• Aim A: Extract the full passage on damages for unmet subcontracting goals, word for word.

-- begin Page --

The Government alleges that WCH failed to meet its subcontracting goals and failed to make a good faith effort to comply with its subcontracting plan, and seeks damages for these violations pursuant to 48 C.F.R. § 52.219-16 and RCC Contract Section H.28. ECF No. 344-3 at 61-62. WCH does not dispute at this time that the Government would be entitled to damages under those provisions if it proved its allegations. However, WCH argues that the remedies provided in 48 C.F.R. § 52.219-16 and RCC Contract Section H.28 are exclusive and limit the amount of damages Government may obtain on all of its claims against WCH. ECF No. 339 at 4-5. The Government responds that these provisions provide a mechanism for calculating part of the Government's damages, but they do not account for and do not limit other types of damages. ECF No. 343 at 8-9.
WCH's argument fails for two independent reasons. First, neither 48 C.F.R. § 52.219-16 nor Section H.28 purport to provide an exclusive remedy for violations relating to compliance with an SBS plan. Indeed, 48 C.F.R. § 52.219-16(f) expressly provides that "[l]iquidated damages shall be in addition to any other remedies that the Government may have." Second, these provisions expressly remedy failure to meet subcontracting goals and failure to make a good faith effort to comply with subcontracting goals. They do not provide a remedy for knowingly misrepresenting the small business or disadvantaged business status of subcontractors. This point is made clear by the fact that if WCH misrepresented the status of a subcontractor in violation of the FCA but was nevertheless meeting its SBS goals, damages under only 48 C.F.R. § 52.219-16(f) and Section H.28 would be $0.

-- end Page --
-- begin The input --

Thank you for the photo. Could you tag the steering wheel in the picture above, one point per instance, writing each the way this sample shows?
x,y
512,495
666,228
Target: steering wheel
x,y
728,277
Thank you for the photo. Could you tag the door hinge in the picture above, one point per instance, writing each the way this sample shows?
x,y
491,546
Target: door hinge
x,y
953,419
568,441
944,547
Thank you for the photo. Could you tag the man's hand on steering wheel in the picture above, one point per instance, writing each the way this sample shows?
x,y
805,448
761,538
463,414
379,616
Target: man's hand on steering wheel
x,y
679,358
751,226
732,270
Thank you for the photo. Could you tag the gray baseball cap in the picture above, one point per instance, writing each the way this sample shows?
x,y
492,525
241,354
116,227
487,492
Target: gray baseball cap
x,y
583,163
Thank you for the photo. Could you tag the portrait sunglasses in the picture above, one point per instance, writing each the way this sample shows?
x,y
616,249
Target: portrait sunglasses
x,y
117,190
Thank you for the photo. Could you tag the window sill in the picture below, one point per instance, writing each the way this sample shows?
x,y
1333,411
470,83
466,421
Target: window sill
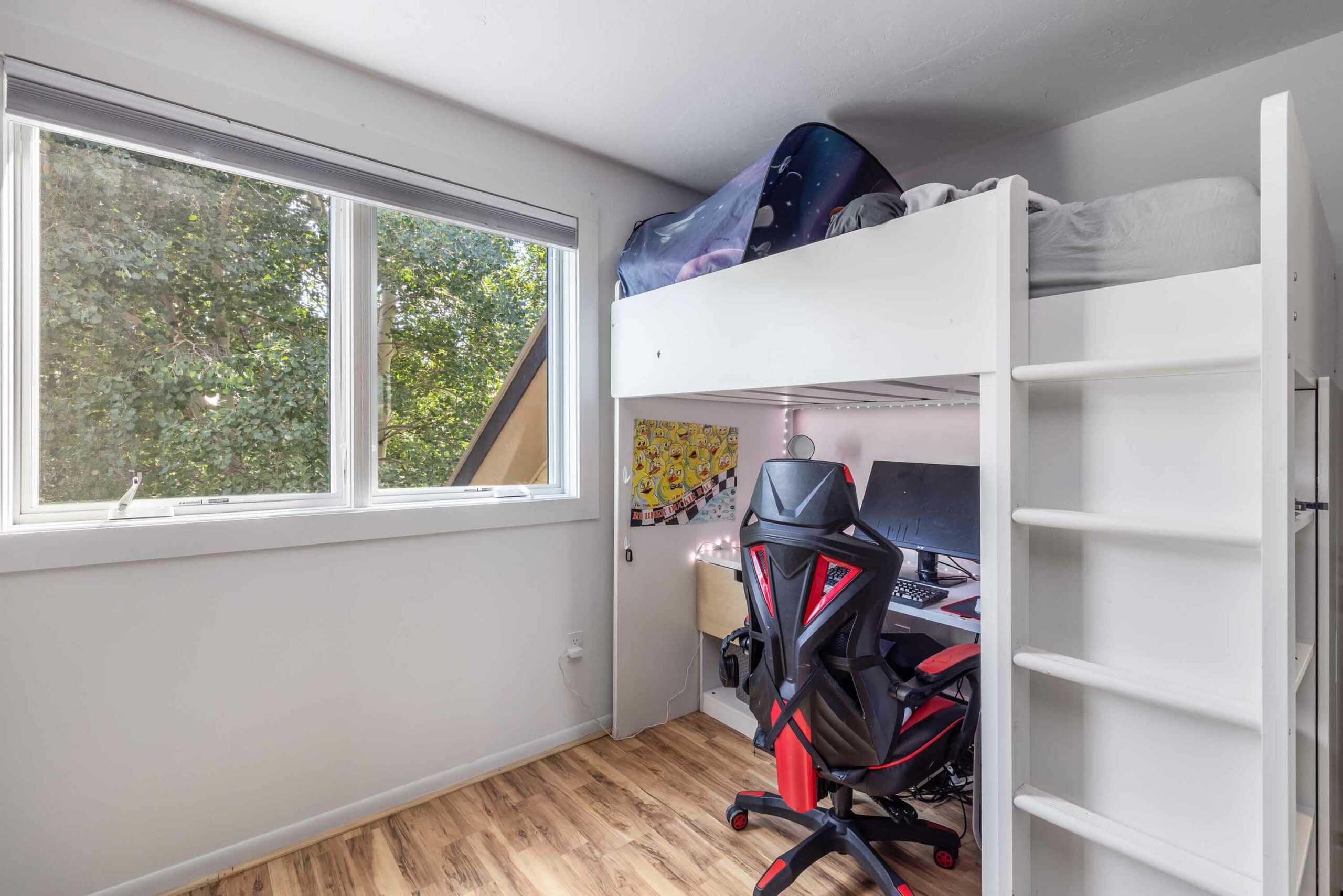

-- end The input --

• Aim B: Copy the rows verbatim from the line containing "Thank you for the photo. Could you tag the portrait" through the end of the rows, including both ends. Leave the pictures out.

• Solution A:
The Government alleges that WCH failed to meet its subcontracting goals and failed to make a good faith effort to comply with its subcontracting plan, and seeks damages for these violations pursuant to 48 C.F.R. § 52.219-16 and RCC Contract Section H.28. ECF No. 344-3 at 61-62. WCH does not dispute at this time that the Government would be entitled to damages under those provisions if it proved its allegations. However, WCH argues that the remedies provided in 48 C.F.R. § 52.219-16 and RCC Contract Section H.28 are exclusive and limit the amount of damages Government may obtain on all of its claims against WCH. ECF No. 339 at 4-5. The Government responds that these provisions provide a mechanism for calculating part of the Government's damages, but they do not account for and do not limit other types of damages. ECF No. 343 at 8-9.
WCH's argument fails for two independent reasons. First, neither 48 C.F.R. § 52.219-16 nor Section H.28 purport to provide an exclusive remedy for violations relating to compliance with an SBS plan. Indeed, 48 C.F.R. § 52.219-16(f) expressly provides that "[l]iquidated damages shall be in addition to any other remedies that the Government may have." Second, these provisions expressly remedy failure to meet subcontracting goals and failure to make a good faith effort to comply with subcontracting goals. They do not provide a remedy for knowingly misrepresenting the small business or disadvantaged business status of subcontractors. This point is made clear by the fact that if WCH misrepresented the status of a subcontractor in violation of the FCA but was nevertheless meeting its SBS goals, damages under only 48 C.F.R. § 52.219-16(f) and Section H.28 would be $0.

• Solution B:
Thank you for the photo. Could you tag the portrait sunglasses in the picture above, one point per instance, writing each the way this sample shows?
x,y
616,249
Target: portrait sunglasses
x,y
117,190
Thank you for the photo. Could you tag the window sill in the picture below, one point per instance, writing each the way this sample shows?
x,y
1333,411
470,83
466,421
Target: window sill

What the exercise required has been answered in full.